━━ RECORDS SHOWN ━━

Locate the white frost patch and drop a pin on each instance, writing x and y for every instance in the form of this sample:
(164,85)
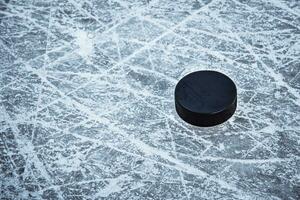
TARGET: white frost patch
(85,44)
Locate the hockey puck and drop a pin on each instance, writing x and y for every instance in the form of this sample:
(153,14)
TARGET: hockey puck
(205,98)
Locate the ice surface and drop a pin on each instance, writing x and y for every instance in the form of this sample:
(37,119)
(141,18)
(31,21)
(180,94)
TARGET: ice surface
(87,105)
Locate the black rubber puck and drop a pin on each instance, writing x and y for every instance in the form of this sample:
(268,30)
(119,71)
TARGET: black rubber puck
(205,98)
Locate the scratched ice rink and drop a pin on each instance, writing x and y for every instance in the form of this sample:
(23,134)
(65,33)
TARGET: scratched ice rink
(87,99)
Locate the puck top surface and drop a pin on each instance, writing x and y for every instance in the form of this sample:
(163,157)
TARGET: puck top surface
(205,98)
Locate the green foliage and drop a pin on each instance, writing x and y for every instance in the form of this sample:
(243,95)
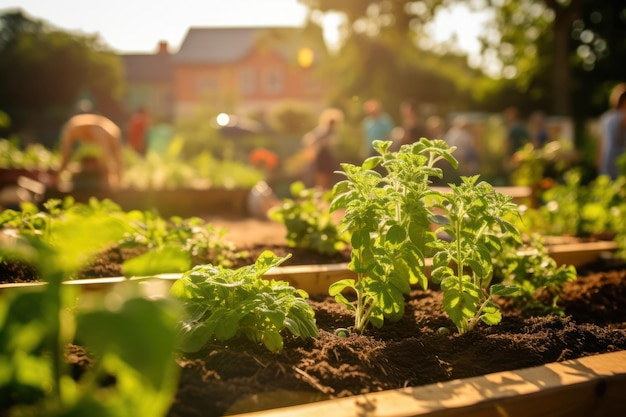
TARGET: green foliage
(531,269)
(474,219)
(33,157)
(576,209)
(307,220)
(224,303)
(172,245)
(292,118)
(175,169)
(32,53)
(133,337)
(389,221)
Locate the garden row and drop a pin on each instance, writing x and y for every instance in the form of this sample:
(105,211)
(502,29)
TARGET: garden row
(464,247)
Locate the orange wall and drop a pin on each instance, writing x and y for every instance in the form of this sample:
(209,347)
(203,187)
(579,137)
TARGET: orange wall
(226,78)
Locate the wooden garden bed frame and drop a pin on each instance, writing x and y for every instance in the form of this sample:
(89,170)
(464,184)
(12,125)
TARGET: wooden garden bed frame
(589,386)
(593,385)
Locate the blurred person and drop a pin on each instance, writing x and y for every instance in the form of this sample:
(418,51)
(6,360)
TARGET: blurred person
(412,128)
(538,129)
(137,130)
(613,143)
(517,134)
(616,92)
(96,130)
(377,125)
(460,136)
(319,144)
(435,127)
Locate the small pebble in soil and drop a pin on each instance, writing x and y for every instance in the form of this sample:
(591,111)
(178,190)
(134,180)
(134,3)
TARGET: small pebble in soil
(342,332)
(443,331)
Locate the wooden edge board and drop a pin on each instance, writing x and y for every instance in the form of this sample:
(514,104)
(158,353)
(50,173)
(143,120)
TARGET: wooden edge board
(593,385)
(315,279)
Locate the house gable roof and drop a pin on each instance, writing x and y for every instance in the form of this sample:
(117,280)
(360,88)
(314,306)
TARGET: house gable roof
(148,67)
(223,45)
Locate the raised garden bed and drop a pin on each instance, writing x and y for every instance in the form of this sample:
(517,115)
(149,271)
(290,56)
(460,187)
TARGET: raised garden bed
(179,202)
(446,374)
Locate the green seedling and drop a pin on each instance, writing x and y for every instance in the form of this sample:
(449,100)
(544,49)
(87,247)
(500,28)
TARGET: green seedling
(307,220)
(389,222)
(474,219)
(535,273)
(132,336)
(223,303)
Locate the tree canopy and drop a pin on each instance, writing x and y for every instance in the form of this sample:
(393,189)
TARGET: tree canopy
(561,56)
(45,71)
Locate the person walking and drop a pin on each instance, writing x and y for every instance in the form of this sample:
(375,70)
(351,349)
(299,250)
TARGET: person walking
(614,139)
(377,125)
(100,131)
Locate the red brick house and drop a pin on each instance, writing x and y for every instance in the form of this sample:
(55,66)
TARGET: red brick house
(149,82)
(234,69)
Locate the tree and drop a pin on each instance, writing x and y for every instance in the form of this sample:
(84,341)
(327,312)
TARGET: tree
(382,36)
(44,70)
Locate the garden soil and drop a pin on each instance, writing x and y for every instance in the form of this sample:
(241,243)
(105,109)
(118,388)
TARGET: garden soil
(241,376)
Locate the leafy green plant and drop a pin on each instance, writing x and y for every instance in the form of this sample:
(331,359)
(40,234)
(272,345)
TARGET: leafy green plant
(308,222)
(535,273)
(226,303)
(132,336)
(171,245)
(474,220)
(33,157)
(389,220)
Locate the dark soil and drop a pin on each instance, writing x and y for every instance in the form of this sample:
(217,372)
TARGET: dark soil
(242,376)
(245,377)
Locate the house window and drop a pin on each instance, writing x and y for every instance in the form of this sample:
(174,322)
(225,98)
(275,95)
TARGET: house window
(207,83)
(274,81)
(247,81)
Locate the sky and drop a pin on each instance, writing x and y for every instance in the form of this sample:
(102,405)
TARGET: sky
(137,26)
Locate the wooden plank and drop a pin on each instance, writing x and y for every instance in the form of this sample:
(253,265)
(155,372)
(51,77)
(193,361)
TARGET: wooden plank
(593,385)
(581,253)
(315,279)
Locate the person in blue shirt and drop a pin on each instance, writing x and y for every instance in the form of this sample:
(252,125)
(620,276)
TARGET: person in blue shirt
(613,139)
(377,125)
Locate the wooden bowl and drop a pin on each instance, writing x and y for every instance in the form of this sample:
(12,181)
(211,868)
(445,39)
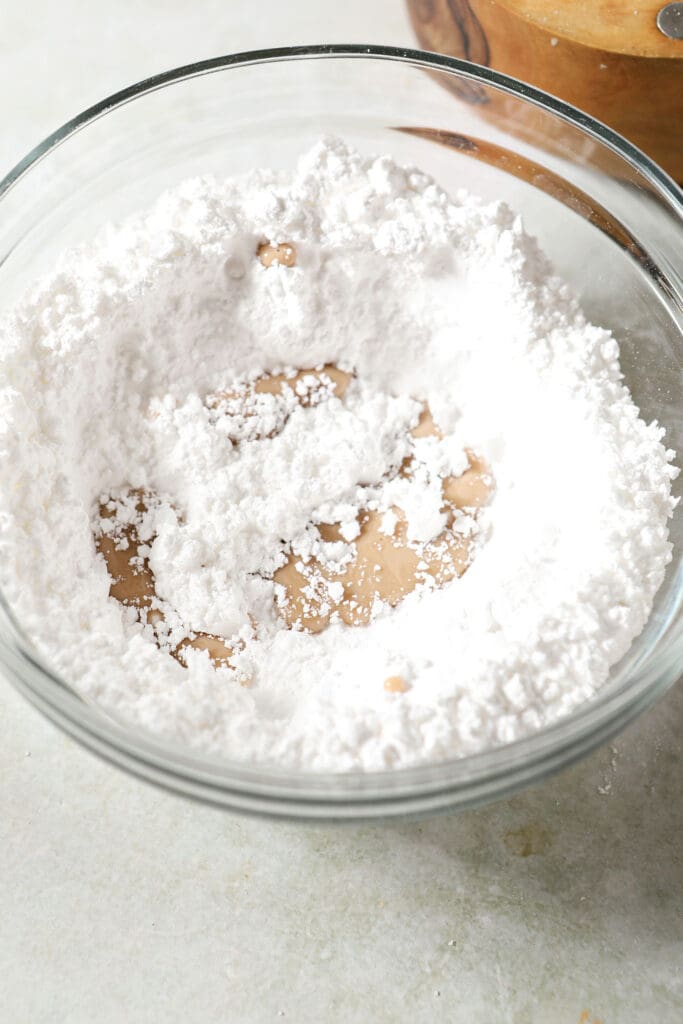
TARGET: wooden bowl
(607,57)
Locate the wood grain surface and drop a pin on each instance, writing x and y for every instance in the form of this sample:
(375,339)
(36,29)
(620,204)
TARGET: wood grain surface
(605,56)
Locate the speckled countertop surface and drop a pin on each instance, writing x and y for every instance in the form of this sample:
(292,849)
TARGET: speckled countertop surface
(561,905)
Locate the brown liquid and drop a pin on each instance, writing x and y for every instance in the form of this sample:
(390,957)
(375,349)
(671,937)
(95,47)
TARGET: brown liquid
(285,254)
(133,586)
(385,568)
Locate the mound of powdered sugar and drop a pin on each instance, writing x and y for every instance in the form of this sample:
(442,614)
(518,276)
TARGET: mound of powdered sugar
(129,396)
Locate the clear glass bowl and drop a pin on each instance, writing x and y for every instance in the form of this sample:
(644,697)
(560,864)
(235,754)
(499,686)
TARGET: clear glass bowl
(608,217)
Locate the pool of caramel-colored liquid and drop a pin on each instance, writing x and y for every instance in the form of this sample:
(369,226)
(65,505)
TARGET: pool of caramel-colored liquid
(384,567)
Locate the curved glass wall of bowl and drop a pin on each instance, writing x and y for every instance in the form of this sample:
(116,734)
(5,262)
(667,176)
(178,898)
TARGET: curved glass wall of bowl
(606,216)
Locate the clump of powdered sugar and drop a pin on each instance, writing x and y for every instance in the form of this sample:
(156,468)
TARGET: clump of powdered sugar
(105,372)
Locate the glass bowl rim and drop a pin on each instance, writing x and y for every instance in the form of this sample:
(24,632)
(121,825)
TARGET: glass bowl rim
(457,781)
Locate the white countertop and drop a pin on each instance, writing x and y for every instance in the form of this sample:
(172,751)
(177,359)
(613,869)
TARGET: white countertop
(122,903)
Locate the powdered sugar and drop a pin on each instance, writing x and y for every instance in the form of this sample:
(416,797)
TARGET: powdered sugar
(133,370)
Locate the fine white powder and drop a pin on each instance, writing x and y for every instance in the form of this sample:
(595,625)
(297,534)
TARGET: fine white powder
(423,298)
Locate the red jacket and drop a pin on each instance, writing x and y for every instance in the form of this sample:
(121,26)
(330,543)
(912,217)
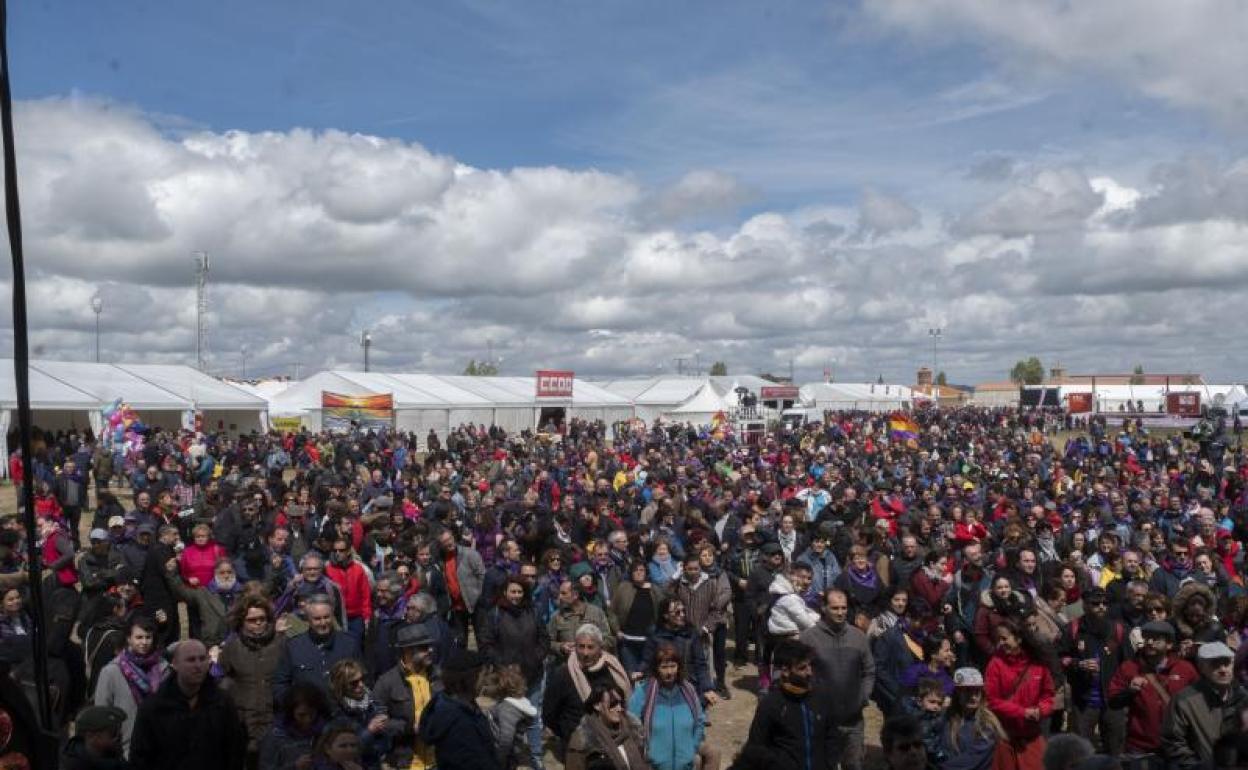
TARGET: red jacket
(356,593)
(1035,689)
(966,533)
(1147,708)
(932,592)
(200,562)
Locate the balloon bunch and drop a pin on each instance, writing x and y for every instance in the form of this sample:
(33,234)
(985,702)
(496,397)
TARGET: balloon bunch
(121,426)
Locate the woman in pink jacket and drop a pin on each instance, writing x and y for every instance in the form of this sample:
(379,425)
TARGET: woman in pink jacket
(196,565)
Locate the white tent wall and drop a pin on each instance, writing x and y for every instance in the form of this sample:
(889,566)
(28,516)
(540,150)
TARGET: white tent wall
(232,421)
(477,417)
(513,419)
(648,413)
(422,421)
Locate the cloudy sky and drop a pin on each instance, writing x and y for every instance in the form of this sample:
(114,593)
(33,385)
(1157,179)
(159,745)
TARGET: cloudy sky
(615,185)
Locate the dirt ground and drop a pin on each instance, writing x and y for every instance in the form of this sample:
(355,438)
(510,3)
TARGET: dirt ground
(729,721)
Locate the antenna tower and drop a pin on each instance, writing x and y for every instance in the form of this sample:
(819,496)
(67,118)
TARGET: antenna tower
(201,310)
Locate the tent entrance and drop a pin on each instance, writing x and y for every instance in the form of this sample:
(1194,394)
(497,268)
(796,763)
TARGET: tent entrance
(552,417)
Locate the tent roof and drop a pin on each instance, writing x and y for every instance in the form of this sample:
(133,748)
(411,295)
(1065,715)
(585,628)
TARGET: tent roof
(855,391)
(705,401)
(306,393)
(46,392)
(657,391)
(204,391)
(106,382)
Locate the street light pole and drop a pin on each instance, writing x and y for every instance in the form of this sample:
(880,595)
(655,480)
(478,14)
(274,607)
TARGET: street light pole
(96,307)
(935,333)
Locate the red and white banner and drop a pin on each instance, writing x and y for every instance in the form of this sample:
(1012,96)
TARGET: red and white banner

━━━

| TO DO |
From the data above, copy out every line with the string "banner" in it.

| RESULT BELOW |
Locate the red and white banner and drop a pin on each instance, writing x and y for every instance in the form of this sample:
TARGET: red and white banner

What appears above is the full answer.